● TASK PROMPT:
State only the number of lines in the material below that contain the string "positive".

Dataset entries

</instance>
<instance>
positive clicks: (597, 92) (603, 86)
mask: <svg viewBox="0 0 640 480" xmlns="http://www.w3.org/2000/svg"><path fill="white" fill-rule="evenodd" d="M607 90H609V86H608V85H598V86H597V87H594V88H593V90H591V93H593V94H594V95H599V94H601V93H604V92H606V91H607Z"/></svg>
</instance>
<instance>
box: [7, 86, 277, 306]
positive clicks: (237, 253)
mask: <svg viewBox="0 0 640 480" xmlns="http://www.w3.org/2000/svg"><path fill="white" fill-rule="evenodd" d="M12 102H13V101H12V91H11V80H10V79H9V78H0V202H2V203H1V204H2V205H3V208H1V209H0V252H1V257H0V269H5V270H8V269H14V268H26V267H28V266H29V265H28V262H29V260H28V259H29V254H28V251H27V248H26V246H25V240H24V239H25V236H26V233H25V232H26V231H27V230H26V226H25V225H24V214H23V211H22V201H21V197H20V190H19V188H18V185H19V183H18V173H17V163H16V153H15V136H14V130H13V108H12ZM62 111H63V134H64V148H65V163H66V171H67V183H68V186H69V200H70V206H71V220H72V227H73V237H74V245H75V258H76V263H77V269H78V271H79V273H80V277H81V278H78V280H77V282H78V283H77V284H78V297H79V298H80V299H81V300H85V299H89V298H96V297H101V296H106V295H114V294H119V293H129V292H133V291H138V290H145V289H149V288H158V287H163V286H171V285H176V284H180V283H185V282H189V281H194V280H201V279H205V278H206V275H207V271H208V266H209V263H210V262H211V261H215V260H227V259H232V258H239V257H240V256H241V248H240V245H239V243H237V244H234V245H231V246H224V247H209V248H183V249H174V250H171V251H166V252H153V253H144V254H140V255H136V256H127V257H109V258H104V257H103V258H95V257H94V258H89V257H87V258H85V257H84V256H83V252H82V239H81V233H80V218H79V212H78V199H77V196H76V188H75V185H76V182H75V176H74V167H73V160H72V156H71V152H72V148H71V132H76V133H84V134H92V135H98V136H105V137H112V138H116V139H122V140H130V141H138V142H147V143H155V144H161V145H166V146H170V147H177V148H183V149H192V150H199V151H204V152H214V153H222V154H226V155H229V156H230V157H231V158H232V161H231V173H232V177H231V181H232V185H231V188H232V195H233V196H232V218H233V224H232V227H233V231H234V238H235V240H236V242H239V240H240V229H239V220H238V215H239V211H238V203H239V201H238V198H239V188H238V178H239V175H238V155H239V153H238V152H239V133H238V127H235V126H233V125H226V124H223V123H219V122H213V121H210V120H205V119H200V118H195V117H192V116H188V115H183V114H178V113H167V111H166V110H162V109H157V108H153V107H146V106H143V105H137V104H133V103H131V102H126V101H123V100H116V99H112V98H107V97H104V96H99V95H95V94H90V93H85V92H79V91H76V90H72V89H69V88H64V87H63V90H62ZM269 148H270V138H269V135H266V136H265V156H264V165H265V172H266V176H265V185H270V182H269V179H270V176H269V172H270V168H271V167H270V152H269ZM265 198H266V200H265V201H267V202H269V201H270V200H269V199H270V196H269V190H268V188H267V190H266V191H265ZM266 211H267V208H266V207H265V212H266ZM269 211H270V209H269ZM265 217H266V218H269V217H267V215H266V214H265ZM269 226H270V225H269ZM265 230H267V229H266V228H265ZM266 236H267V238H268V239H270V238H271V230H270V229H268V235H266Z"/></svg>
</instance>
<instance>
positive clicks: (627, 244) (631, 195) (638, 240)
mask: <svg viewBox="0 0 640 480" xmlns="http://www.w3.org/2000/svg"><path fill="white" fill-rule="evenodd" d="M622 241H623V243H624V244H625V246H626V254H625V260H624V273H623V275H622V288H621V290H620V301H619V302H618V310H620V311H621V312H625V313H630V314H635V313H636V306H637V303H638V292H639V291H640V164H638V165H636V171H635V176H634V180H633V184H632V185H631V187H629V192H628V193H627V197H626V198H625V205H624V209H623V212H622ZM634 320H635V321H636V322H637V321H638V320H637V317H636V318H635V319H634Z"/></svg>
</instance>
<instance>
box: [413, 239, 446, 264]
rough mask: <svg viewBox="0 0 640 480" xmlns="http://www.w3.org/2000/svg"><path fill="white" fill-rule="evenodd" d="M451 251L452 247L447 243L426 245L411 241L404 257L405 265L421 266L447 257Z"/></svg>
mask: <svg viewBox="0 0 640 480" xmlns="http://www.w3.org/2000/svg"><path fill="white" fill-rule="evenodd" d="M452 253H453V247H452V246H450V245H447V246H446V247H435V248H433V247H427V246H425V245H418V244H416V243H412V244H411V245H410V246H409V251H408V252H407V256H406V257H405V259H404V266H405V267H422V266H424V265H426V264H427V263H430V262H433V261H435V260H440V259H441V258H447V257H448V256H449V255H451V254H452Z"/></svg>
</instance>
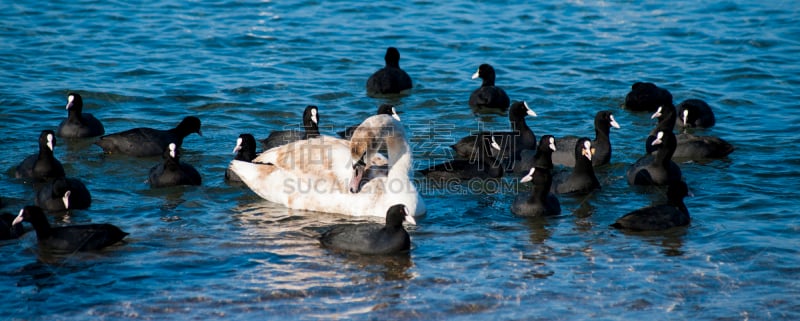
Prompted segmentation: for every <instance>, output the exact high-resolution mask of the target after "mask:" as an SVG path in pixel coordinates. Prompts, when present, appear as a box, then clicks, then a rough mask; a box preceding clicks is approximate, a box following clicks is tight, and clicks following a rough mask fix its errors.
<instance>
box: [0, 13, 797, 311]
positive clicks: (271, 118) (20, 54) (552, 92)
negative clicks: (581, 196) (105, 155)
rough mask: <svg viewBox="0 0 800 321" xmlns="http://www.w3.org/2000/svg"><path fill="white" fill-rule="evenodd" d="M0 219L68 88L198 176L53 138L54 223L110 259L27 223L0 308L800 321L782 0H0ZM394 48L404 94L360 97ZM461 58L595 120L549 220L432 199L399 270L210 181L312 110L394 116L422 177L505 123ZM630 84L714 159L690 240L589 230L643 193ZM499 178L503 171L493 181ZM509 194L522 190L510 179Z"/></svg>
mask: <svg viewBox="0 0 800 321" xmlns="http://www.w3.org/2000/svg"><path fill="white" fill-rule="evenodd" d="M0 9H2V12H3V19H2V22H0V39H1V40H2V44H3V45H2V46H0V83H2V84H3V86H2V88H0V105H2V108H0V110H1V111H0V146H2V148H3V151H4V156H5V157H3V158H2V159H0V168H2V169H3V171H4V172H3V175H2V179H0V197H2V203H3V206H4V207H3V208H2V209H0V211H4V212H10V213H17V212H18V210H19V208H20V207H21V206H23V205H25V204H29V203H32V201H33V188H32V186H30V185H28V184H25V183H23V182H21V181H19V180H17V179H14V178H13V170H12V169H13V168H14V166H16V164H17V163H19V162H20V161H21V160H22V159H23V158H24V157H25V156H26V155H28V154H32V153H34V152H35V151H36V148H37V147H36V139H37V137H38V134H39V132H40V131H41V130H42V129H55V127H56V126H57V125H58V123H59V122H60V121H61V119H63V118H64V117H65V116H66V112H65V111H64V106H65V104H66V95H67V93H68V92H70V91H78V92H80V93H81V94H82V95H83V97H84V101H85V103H86V106H85V108H84V111H85V112H90V113H93V114H94V115H95V116H96V117H98V118H99V119H100V120H101V121H103V123H104V124H105V127H106V131H107V132H109V133H111V132H117V131H122V130H125V129H129V128H133V127H141V126H147V127H153V128H169V127H172V126H174V125H175V124H176V123H177V122H178V121H179V120H180V119H181V118H183V117H184V116H186V115H196V116H198V117H200V118H201V119H202V121H203V133H204V135H203V136H202V137H200V136H196V135H193V136H189V137H188V138H187V139H186V141H185V142H184V156H183V160H184V161H186V162H189V163H191V164H193V165H194V166H196V167H197V168H198V169H199V170H200V172H201V173H202V174H203V178H204V181H203V185H202V186H199V187H185V188H184V187H180V188H168V189H160V190H151V189H150V188H149V186H148V185H147V184H146V183H145V180H146V175H147V170H148V169H149V168H150V167H151V166H153V165H154V164H156V163H157V162H158V158H151V159H131V158H127V157H106V156H103V155H101V152H100V149H99V148H98V147H97V146H94V145H91V142H92V140H91V139H89V140H78V141H65V140H60V141H59V142H58V144H57V146H56V157H58V158H59V159H60V160H61V161H62V162H63V163H64V165H65V170H66V172H67V174H68V176H72V177H79V178H80V179H81V180H83V181H84V182H85V183H86V185H87V186H88V188H89V189H90V191H91V192H92V195H93V198H94V201H93V203H92V206H91V208H90V209H88V210H81V211H74V212H71V213H69V214H68V215H59V216H54V217H52V221H53V222H54V223H58V224H62V223H69V224H81V223H88V222H108V223H113V224H115V225H117V226H120V227H121V228H123V229H124V230H125V231H127V232H129V233H131V235H130V236H129V237H128V238H127V239H126V242H125V243H124V244H122V245H119V246H115V247H112V248H110V249H109V250H106V251H101V252H98V253H87V254H80V255H75V256H70V257H66V258H61V257H59V258H53V257H48V256H47V255H43V254H40V253H39V251H38V248H37V246H36V241H35V236H34V234H33V233H28V234H26V235H25V236H24V237H23V238H21V239H19V240H12V241H2V242H0V257H2V260H0V274H2V275H3V276H2V277H0V293H3V295H2V297H3V298H4V299H3V303H2V305H1V306H2V307H0V315H2V316H3V317H2V319H12V320H89V319H91V320H95V319H144V320H170V319H175V320H187V319H230V320H250V319H253V318H258V319H349V318H356V319H381V320H385V319H394V320H397V319H415V320H416V319H419V320H426V319H447V320H461V319H463V320H466V319H470V320H471V319H497V320H536V319H542V320H553V319H567V320H571V319H628V320H630V319H636V318H650V319H675V320H684V319H696V320H701V319H703V320H765V319H785V320H796V319H800V312H798V311H800V302H799V301H798V300H797V298H798V297H800V283H798V282H797V277H798V275H800V274H799V273H800V269H798V267H799V266H800V255H798V254H799V253H798V247H799V245H800V241H798V237H797V235H798V232H799V230H800V220H798V216H797V212H798V211H797V204H798V201H797V200H798V198H800V193H798V191H797V188H796V187H797V183H798V179H799V178H800V175H799V174H798V171H799V170H800V149H798V148H797V145H798V143H800V139H798V137H800V136H798V134H797V133H799V132H800V125H798V124H800V112H798V110H800V109H798V107H800V106H798V101H800V93H799V92H798V90H797V88H798V85H800V64H799V63H798V60H797V57H800V40H798V39H800V24H798V23H797V21H798V18H799V17H800V6H799V5H798V4H797V3H796V2H795V1H719V2H713V3H702V2H697V1H672V2H664V3H662V2H660V1H658V2H657V1H646V2H629V1H605V2H595V1H586V2H584V1H540V2H538V3H537V4H529V3H516V2H511V3H497V2H478V3H474V2H470V1H461V0H456V1H447V2H445V3H439V2H426V1H417V2H413V3H405V2H403V3H362V2H360V1H338V2H335V3H327V2H316V1H292V2H282V1H279V2H277V3H274V2H270V1H245V2H240V1H237V2H233V1H230V2H229V1H216V2H205V1H204V2H184V1H159V2H157V3H151V2H143V3H130V2H109V3H97V2H94V1H68V2H67V1H64V2H62V1H49V2H41V1H21V2H20V1H16V2H13V3H12V2H11V1H6V2H3V3H2V4H0ZM388 46H395V47H397V48H399V50H400V53H401V56H402V58H401V61H400V65H401V66H402V67H403V68H404V69H405V70H406V71H407V72H408V73H409V74H410V75H411V77H412V79H413V80H414V84H415V87H414V89H413V90H412V91H411V92H410V93H409V94H408V95H403V96H394V97H383V98H371V97H367V96H366V95H365V87H364V85H365V83H366V79H367V77H368V76H369V75H370V74H371V73H372V72H374V71H375V70H377V69H378V68H380V67H382V66H383V54H384V51H385V49H386V47H388ZM481 63H490V64H492V65H493V66H494V67H495V69H496V70H497V74H498V76H497V84H498V86H501V87H503V88H505V90H506V91H507V92H508V94H509V95H510V96H511V99H512V100H525V101H527V102H528V104H529V105H530V106H531V107H532V108H533V109H534V110H535V111H536V112H537V113H538V114H539V117H537V118H534V119H529V120H528V123H529V124H530V125H531V127H532V128H533V130H534V131H535V132H536V134H537V135H539V136H540V135H544V134H553V135H556V136H559V135H567V134H570V135H586V136H592V135H593V130H592V117H593V115H594V113H595V112H596V111H597V110H601V109H609V110H612V111H613V112H614V115H615V117H616V118H617V121H618V122H619V123H620V125H621V126H622V128H621V129H613V130H612V133H611V139H612V144H613V146H614V154H613V156H612V164H611V165H609V166H607V167H605V168H604V169H602V170H600V171H598V176H599V178H600V180H601V182H602V184H603V189H602V191H600V192H598V193H595V194H593V195H592V196H590V197H586V198H571V197H561V203H562V209H563V210H564V211H563V212H564V213H563V215H561V216H559V217H555V218H548V219H543V220H528V219H523V218H518V217H515V216H513V215H512V214H511V213H510V210H509V207H510V204H511V202H512V201H513V199H514V197H515V194H516V191H513V190H509V188H504V189H485V190H478V189H475V188H460V189H456V190H449V191H447V190H440V189H431V188H429V187H430V186H427V185H426V184H424V182H421V183H420V185H419V188H420V190H421V191H422V192H423V193H424V197H425V201H426V203H427V206H428V215H427V216H426V217H424V218H421V219H419V220H418V223H419V224H418V225H417V226H416V227H411V228H410V234H411V237H412V243H413V245H412V250H411V252H410V254H409V255H408V256H406V257H402V256H401V257H390V258H370V257H367V258H363V257H353V256H343V255H339V254H334V253H331V252H329V251H327V250H325V249H323V248H320V247H319V245H318V242H317V241H316V240H315V239H314V238H313V235H314V234H313V230H314V229H315V228H318V227H321V226H326V225H330V224H334V223H341V222H356V221H363V220H366V219H354V218H350V217H342V216H337V215H333V214H320V213H311V212H304V211H298V210H289V209H286V208H284V207H282V206H280V205H277V204H273V203H269V202H267V201H264V200H261V199H260V198H259V197H258V196H256V195H255V194H254V193H252V192H251V191H250V190H248V189H247V188H246V187H242V186H236V185H229V184H227V183H225V182H224V181H223V173H224V170H225V168H226V166H227V164H228V162H229V161H230V159H232V157H233V155H232V154H231V150H232V149H233V147H234V144H235V141H236V137H237V136H238V135H239V134H240V133H242V132H251V133H253V134H255V136H256V137H257V138H264V137H266V136H267V135H268V133H269V132H270V131H272V130H275V129H282V128H285V127H286V126H292V125H295V124H298V123H299V120H300V115H301V114H302V110H303V108H304V107H305V106H306V105H309V104H313V105H317V106H319V107H320V114H321V117H320V118H321V125H322V131H323V133H327V134H332V133H334V132H335V131H336V130H339V129H341V128H343V127H345V126H348V125H351V124H354V123H357V122H359V121H360V120H361V119H363V118H365V117H367V116H368V115H371V114H372V113H373V112H374V110H375V109H376V106H378V105H379V104H381V103H384V102H388V103H393V104H397V105H398V109H399V111H400V112H401V115H400V116H401V117H402V119H403V123H404V124H405V125H406V126H407V128H409V132H411V133H412V135H413V137H412V143H413V147H414V155H415V157H416V158H415V162H416V166H417V167H418V168H422V167H424V166H426V165H428V164H430V163H431V162H433V161H435V160H439V159H441V158H443V157H446V156H447V155H448V151H447V147H446V146H447V145H448V144H449V143H452V142H454V141H455V140H456V139H458V138H459V137H461V136H463V135H466V134H468V133H469V132H471V131H475V130H478V129H480V128H496V129H503V128H506V127H507V120H506V118H505V116H502V115H480V116H475V115H473V114H472V113H471V111H470V109H469V107H468V106H467V100H468V97H469V93H470V92H471V91H472V90H473V89H475V88H477V87H478V86H479V82H478V81H477V80H470V76H471V75H472V73H474V72H475V70H476V69H477V67H478V65H480V64H481ZM636 81H650V82H654V83H656V84H658V85H659V86H661V87H664V88H667V89H669V90H670V91H671V92H672V94H673V96H674V98H675V103H676V104H677V103H679V102H681V101H683V100H685V99H689V98H699V99H703V100H705V101H707V102H708V103H709V104H710V105H711V106H712V108H714V110H715V113H716V116H717V125H716V127H714V128H712V129H710V130H707V131H705V132H703V134H707V135H715V136H719V137H722V138H724V139H726V140H728V141H729V142H731V143H732V144H734V145H735V146H736V147H737V150H736V151H735V152H734V153H733V154H731V155H730V157H728V158H726V159H722V160H715V161H711V162H703V163H696V162H688V163H681V164H680V165H681V168H682V170H683V174H684V177H685V180H686V182H687V183H688V185H689V186H690V189H691V190H692V192H693V193H694V195H695V196H694V197H692V198H688V199H687V200H686V203H687V206H688V208H689V210H690V213H691V214H692V217H693V221H692V225H691V226H690V227H689V228H686V229H677V230H672V231H669V232H664V233H645V234H641V233H640V234H630V233H623V232H620V231H617V230H613V229H610V228H609V227H608V224H610V223H612V222H613V221H614V220H615V219H616V218H617V217H619V216H621V215H623V214H624V213H626V212H628V211H631V210H634V209H637V208H639V207H643V206H646V205H648V204H650V202H652V201H657V200H659V199H660V198H661V197H660V196H659V195H658V194H657V193H654V192H642V191H639V190H635V189H632V188H630V187H629V186H628V185H627V183H626V182H625V179H624V173H625V169H626V168H627V166H628V165H629V164H631V163H632V162H633V161H634V160H635V159H636V158H638V157H639V156H641V154H642V153H643V151H642V149H643V140H644V137H646V135H647V133H648V132H649V131H650V129H651V127H652V126H653V125H654V123H653V121H652V120H650V119H649V115H648V114H646V113H632V112H628V111H626V110H623V109H621V108H620V104H621V103H622V102H623V101H624V97H625V94H626V93H627V92H628V91H629V89H630V85H631V84H633V83H634V82H636ZM508 182H510V183H509V184H510V185H513V184H512V183H513V182H514V180H512V179H511V178H509V179H508ZM525 188H526V187H525V186H523V187H522V189H523V190H524V189H525Z"/></svg>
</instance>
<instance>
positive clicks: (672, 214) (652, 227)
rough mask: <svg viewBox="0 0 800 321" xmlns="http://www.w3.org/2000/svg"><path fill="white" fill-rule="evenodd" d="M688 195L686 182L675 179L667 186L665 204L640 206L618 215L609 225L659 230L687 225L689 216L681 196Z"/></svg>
mask: <svg viewBox="0 0 800 321" xmlns="http://www.w3.org/2000/svg"><path fill="white" fill-rule="evenodd" d="M690 195H691V193H690V192H689V188H688V187H687V186H686V183H684V182H683V181H677V182H675V183H673V184H670V185H669V186H668V187H667V202H666V204H660V205H653V206H648V207H644V208H640V209H638V210H635V211H633V212H630V213H628V214H625V215H624V216H622V217H620V218H619V219H617V221H616V222H614V224H611V226H612V227H615V228H618V229H627V230H633V231H660V230H666V229H670V228H673V227H676V226H688V225H689V223H690V222H691V218H690V217H689V210H688V209H687V208H686V204H684V202H683V198H684V197H686V196H690Z"/></svg>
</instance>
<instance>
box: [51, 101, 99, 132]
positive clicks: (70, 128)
mask: <svg viewBox="0 0 800 321" xmlns="http://www.w3.org/2000/svg"><path fill="white" fill-rule="evenodd" d="M105 133H106V130H105V128H104V127H103V124H102V123H101V122H100V121H99V120H97V118H94V115H92V114H90V113H84V112H83V98H81V95H80V94H78V93H69V94H68V95H67V118H66V119H64V120H63V121H61V124H59V125H58V129H56V134H57V135H58V136H59V137H66V138H83V137H95V136H100V135H103V134H105Z"/></svg>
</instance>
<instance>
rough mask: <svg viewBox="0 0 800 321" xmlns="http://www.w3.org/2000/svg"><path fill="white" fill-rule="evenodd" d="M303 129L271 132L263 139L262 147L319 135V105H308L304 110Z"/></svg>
mask: <svg viewBox="0 0 800 321" xmlns="http://www.w3.org/2000/svg"><path fill="white" fill-rule="evenodd" d="M302 128H303V129H302V130H298V129H286V130H276V131H273V132H271V133H269V136H267V138H265V139H263V140H261V147H262V148H263V149H264V150H268V149H271V148H275V147H278V146H282V145H286V144H288V143H293V142H296V141H298V140H303V139H309V138H314V137H319V109H318V108H317V106H313V105H308V106H306V109H304V110H303V126H302Z"/></svg>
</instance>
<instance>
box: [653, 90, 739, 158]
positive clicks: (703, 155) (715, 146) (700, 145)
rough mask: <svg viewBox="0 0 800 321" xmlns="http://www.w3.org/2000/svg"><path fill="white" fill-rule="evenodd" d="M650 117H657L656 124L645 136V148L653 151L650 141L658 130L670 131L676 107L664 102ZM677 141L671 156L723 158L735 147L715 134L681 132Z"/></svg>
mask: <svg viewBox="0 0 800 321" xmlns="http://www.w3.org/2000/svg"><path fill="white" fill-rule="evenodd" d="M650 118H658V124H657V125H656V127H655V128H654V129H653V131H652V132H651V133H650V135H649V136H648V137H647V140H646V143H645V150H646V151H647V152H648V153H654V151H655V148H654V147H652V144H651V142H652V141H653V140H654V139H655V133H657V132H658V131H662V130H665V131H672V130H673V127H675V123H676V120H677V112H676V108H675V106H674V105H672V104H664V105H662V106H660V107H659V108H658V110H656V112H655V113H653V115H652V116H651V117H650ZM676 139H677V143H676V147H675V152H674V153H673V155H672V158H675V159H690V160H705V159H715V158H723V157H725V156H728V155H729V154H730V153H732V152H733V151H734V150H735V149H736V148H735V147H734V146H733V145H732V144H730V143H728V142H727V141H725V140H724V139H722V138H719V137H716V136H697V135H694V134H691V133H681V134H678V135H677V136H676Z"/></svg>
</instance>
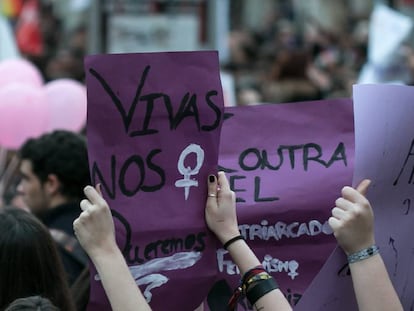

● EXERCISE SOLUTION:
7